## [Ziel 1]
Wie lässt sich der Absatz im Textauszug unten, der mit „Eine der schönsten Möglichkeiten des Kinos“ beginnt, als knappe Stichpunktliste fassen, ohne dass seine Hauptaussagen verloren gehen?

## [Textauszug]
··········

Der Schrecken so falsch, wie das Leben

Eine der schönsten Möglichkeiten des Kinos, eine der erschreckenden, ist es, den Teufel an die Wand zu malen. Schreckensbilder aber sind nicht neu. Wir kennen sie schon von früher, als man die Analphabeten mit ihnen erreichte und sie anhielt zu glauben, was sie sahen. Die Malereien, meistens an Wänden der Kathedralen, kamen daher mit ihren Höllenkreisen, in denen Ungeheuer und deren Knechte ihre Zähne in die nackten Körper der von Schmerz zerrissenen Sünder bohrten; mit Feuersbrünsten, auf denen wiederum die gleichen Sünderhände ringend in Töpfen brodelten; mit Plagen, Qualen, Biestern, Zangen. Ein ganzes Inventar der Höllenwerkzeuge, an denen sich die Kraft der Phantasie im Verhältnis zum Fortschritt der Mittel, der Werkzeuge also, erkennen liess. In solchen Bildern wurde der Schrecken in die Seelen der Glaubenden gemalt. Als Gegenstand und gleichzeitig Deutung ihrer Angst wurde er umgewandelt in verlässliche Gottesfurcht und in Unterwerfung unter die moralischen Instanzen in ihrem Leben. Aber auch von Wut, der Wut erbarmungsloser Zerstörung erzählen diese Bilder. In ihr und gleichzeitig im Leid, diese einspruchslos erdulden zu müssen, erkannten sich die Menschen wieder. Die Hölle war ein Spiegel der eigenen Qualen, sie schaffte Identität in Angst und Schrecken. Der Schrecken hatte Gemeinschaftsfunktion, er verwandelte die Reglementierungen, die erniedrigende Ohnmacht gegenüber der Herrschaft in einen gleichsam „freiwilligen“ Akt der Unterwerfung und Anpassung. Bilder waren es, die, nicht zuletzt weil sie unterdrückte Aggressionen ausdrückten, beim Leben halfen, während sie ein anderes Leben verhinderten. Und man glaubte, was man sah.

··········

## [Ziel 2]
Welche Zeilen der Auflistung unten enthalten die Zeichenfolge „target“? Such sie alle heraus und gib jede vollständig wieder, wobei die Groß- und Kleinschreibung zählt.

··········

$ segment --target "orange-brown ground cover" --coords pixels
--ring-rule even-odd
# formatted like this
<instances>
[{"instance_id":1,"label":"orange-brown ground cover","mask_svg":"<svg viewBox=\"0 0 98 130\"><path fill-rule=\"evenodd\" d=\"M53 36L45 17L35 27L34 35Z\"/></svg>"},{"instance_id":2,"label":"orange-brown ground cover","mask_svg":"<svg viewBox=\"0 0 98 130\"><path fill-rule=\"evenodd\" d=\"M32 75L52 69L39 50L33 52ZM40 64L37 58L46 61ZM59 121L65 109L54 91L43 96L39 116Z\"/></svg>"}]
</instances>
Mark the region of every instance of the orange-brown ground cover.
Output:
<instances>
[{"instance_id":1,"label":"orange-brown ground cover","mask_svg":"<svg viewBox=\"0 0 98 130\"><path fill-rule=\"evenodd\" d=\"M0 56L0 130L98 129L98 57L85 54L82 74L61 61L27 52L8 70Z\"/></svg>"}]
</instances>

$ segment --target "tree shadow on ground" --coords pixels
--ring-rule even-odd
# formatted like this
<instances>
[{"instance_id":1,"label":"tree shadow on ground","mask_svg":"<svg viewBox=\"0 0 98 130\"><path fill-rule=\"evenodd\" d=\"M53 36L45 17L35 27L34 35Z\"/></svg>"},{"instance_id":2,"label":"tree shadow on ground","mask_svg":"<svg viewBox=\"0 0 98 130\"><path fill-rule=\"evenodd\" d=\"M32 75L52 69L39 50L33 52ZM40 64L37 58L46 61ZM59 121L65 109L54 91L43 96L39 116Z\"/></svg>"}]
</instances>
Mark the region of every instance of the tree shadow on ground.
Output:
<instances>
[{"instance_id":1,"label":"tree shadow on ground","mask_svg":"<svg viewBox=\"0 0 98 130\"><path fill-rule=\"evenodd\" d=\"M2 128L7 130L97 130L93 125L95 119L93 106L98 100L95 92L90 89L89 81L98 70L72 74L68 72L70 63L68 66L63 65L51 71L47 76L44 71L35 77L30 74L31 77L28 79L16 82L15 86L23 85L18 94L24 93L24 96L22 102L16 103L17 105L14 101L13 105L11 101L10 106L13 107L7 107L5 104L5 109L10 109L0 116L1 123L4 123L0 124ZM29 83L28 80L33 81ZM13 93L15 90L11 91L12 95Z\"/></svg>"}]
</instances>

··········

## [Schriftliche Antwort 1]
- Zu den schönsten und zugleich erschreckenden Möglichkeiten des Kinos gehört es, den Teufel an die Wand zu malen. Schreckensbilder sind jedoch nicht neu.
- Früher erreichte man mit ihnen die Analphabeten und hielt sie an, zu glauben, was sie sahen.
- Die Malereien befanden sich meist an Kathedralwänden. Sie zeigten Höllenkreise mit Ungeheuern, die Sünder quälten, sowie Feuersbrünste, Plagen, Qualen, Biester und Zangen.
- An diesem Inventar von Höllenwerkzeugen ließ sich die Kraft der Phantasie im Verhältnis zum Fortschritt der Werkzeuge erkennen.
- Der Schrecken wurde in die Seelen der Glaubenden gemalt und in Gottesfurcht sowie Unterwerfung unter moralische Instanzen umgewandelt.
- Die Bilder erzählten auch von der Wut erbarmungsloser Zerstörung. Darin und im Leid, sie erdulden zu müssen, erkannten sich die Menschen wieder.
- Die Hölle spiegelte die eigenen Qualen und schuf Identität in Angst und Schrecken.
- Der Schrecken hatte Gemeinschaftsfunktion. Er verwandelte die Ohnmacht gegenüber der Herrschaft in eine gleichsam „freiwillige“ Unterwerfung und Anpassung.
- Weil die Bilder unterdrückte Aggressionen ausdrückten, halfen sie beim Leben und verhinderten zugleich ein anderes Leben. Man glaubte, was man sah.

## [Schriftliche Antwort 2]
$ segment --target "orange-brown ground cover" --coords pixels
$ segment --target "tree shadow on ground" --coords pixels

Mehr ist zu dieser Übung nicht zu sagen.